■ PROVIDED TEXT ■
▶

Michael Holohan (born 27 March 1956) is an Irish composer.

Biography
Michael Holohan was born in Drumcondra, Dublin. He was educated at O'Connell's Schools, University College Dublin (BA, 1978) and Queen's University in Belfast. He studied composition with Jane O'Leary, Eric Sweeney and Seóirse Bodley. He also attended masterclasses by Messiaen, Iannis Xenakis, Pierre Boulez, Luciano Berio, and Helmut Lachenmann in France.

Holohan was chairman of the Association of Irish Composers (AIC), 1987–9, and was later appointed chairman of the Droichead Arts Centre in Drogheda, where he lives since the mid-1980s.

Holohan was elected to Aosdána, an Irish association of artists, in 1999. He is also a member and former Chair of the Toscaireacht 
of Aosdána.

Music
Holohan has composed for solo instrument, ensemble, orchestra, stage, choir and voice. He has also collaborated with a number of poets including Nobel prize-winners Seamus Heaney and Tomas Tranströmer, Ivan Lalic and Paul Durcan.

He has lived in Drogheda since 1983. His compositions have been performed and broadcast both at home and internationally. Career highlights in Drogheda include the performances of Cromwell at the "Drogheda 800" celebrations (RTECO, Lourdes Church, 1994); The Mass of Fire, Augustinian 700 anniversary (RTÉ TV live broadcast, 1995); No Sanctuary with Nobel Laureate and poet Seamus Heaney (Augustinian Church, 1997); Remembrance Sunday Service, at Drogheda Unification 600 (RTE TV live broadcast, St Peter's Church of Ireland) and two major concerts with The Boyne Valley Chamber Orchestra at Fleadh Cheoil na hÉireann in 2018 and 2019.

Selected works

Orchestral
Cromwell (1994)
Leaves of Glass (1995)
Building Bridges (1995)

Ensemble
Triangulum (1977)
Macehead (1992)

◀

■ REQUIRED WORK ■
#1 Translate this sentence from the Michael Holohan biography into French: "He studied composition with Jane O'Leary, Eric Sweeney and Seóirse Bodley."
#2 According to the Michael Holohan biography, in what year was he elected to Aosdána?

■ DATA SUPPLIED ■
▶

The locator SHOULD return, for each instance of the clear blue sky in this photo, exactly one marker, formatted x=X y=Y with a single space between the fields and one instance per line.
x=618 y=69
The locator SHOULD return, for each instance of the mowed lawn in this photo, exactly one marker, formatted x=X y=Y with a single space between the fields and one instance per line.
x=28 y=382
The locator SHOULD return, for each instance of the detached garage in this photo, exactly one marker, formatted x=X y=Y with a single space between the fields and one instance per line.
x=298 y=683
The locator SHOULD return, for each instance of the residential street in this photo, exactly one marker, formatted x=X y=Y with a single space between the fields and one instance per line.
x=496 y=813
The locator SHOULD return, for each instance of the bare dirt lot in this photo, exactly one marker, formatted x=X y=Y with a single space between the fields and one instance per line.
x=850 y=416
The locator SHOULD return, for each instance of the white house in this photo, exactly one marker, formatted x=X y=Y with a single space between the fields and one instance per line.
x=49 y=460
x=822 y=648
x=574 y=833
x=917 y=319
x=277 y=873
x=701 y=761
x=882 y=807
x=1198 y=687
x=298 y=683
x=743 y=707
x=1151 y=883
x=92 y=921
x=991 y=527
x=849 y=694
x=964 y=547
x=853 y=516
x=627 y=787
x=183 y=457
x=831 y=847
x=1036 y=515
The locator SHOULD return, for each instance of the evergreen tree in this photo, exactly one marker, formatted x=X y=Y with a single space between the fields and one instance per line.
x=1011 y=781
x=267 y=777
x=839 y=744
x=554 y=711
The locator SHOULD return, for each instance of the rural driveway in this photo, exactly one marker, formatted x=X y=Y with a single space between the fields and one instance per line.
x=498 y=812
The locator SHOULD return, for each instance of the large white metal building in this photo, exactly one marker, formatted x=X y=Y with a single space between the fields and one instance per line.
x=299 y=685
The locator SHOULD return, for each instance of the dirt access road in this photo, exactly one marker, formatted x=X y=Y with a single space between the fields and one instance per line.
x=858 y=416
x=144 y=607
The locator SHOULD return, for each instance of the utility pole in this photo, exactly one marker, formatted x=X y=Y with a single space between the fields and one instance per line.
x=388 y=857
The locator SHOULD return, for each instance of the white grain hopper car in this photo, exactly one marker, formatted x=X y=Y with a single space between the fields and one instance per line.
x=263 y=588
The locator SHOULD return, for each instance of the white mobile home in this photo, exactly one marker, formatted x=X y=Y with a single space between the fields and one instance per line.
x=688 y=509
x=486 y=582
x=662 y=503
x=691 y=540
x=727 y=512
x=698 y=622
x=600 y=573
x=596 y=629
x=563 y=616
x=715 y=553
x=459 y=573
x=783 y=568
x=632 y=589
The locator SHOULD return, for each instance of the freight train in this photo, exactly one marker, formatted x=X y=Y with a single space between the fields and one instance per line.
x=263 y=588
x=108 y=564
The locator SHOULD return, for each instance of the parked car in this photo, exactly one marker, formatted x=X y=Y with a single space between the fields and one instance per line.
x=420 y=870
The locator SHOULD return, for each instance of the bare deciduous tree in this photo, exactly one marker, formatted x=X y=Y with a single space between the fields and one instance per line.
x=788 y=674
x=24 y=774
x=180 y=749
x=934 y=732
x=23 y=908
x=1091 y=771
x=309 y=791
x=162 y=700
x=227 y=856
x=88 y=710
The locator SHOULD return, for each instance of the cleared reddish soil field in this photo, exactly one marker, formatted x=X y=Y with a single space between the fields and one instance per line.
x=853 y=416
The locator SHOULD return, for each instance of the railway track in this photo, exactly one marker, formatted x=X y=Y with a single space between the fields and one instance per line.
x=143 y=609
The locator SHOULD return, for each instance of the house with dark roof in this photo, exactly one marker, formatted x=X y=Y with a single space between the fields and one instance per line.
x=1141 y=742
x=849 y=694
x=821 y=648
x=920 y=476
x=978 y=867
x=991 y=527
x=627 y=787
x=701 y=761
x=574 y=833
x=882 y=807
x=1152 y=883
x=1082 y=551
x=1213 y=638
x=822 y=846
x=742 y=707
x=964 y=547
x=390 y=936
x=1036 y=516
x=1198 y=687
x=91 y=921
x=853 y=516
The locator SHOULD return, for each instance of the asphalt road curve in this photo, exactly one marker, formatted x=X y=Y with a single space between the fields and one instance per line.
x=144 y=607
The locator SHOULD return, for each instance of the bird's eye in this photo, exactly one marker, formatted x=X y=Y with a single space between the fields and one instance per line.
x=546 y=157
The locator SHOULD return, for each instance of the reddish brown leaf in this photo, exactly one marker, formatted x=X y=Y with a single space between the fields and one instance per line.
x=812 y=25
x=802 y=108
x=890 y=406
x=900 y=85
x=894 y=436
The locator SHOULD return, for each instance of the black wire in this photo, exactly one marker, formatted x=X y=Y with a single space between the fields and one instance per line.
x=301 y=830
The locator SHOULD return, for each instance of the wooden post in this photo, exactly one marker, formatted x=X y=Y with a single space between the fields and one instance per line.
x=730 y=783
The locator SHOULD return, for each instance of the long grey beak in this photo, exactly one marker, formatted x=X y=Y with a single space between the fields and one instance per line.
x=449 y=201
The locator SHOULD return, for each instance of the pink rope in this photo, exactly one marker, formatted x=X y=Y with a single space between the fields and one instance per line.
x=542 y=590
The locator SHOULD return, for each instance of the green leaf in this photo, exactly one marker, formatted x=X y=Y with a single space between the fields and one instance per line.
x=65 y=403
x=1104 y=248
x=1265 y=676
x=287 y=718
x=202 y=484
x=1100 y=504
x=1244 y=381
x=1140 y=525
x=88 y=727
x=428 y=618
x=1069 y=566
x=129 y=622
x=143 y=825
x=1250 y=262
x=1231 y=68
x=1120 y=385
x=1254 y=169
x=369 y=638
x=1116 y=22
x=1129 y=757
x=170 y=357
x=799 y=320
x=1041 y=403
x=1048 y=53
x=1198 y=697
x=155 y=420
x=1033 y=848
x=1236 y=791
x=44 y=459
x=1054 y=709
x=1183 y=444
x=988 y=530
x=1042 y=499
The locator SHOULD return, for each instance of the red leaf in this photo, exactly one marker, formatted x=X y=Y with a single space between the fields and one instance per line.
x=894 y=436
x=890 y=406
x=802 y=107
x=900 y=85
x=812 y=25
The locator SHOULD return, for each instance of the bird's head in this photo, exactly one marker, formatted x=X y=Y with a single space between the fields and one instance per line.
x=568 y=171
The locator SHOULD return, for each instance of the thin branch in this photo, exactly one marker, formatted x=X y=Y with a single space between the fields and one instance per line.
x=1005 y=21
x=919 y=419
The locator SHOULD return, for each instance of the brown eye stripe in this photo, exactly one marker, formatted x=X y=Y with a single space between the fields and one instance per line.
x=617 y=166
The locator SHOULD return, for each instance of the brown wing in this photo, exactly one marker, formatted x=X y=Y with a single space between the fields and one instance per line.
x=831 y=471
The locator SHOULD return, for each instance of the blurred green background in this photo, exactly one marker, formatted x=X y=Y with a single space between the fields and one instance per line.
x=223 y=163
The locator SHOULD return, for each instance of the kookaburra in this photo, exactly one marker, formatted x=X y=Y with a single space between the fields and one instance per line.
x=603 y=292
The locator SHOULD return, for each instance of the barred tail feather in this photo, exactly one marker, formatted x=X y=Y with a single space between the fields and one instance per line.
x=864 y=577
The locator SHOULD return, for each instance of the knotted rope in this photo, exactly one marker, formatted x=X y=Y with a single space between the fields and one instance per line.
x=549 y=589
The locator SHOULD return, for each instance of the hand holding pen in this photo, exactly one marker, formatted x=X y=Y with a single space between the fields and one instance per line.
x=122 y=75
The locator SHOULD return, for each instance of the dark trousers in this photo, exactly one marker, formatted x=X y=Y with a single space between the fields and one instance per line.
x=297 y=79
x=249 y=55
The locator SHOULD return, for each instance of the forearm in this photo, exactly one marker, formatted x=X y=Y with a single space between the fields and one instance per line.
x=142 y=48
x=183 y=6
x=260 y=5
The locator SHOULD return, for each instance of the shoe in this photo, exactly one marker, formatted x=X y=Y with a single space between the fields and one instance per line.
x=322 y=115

◀

■ WRITTEN ANSWERS ■
#1 Il a étudié la composition avec Jane O'Leary, Eric Sweeney et Seóirse Bodley.

#2 1999